**Exercise brief**
Copy out the data below word for word, and leave the pictures out of your copy.

**Data for processing**
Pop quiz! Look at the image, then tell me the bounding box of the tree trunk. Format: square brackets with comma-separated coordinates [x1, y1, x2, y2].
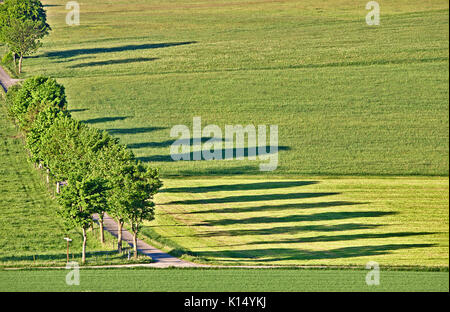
[117, 220, 123, 253]
[98, 212, 105, 244]
[19, 55, 23, 74]
[81, 228, 87, 264]
[133, 230, 137, 259]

**Written response**
Pop quiz! Look at the image, then tell me the bounding box of the tree trunk. Format: square brackets with comma-separated coordinates [x1, y1, x2, y2].
[117, 220, 123, 253]
[98, 212, 105, 244]
[19, 55, 23, 74]
[81, 228, 87, 264]
[133, 230, 137, 259]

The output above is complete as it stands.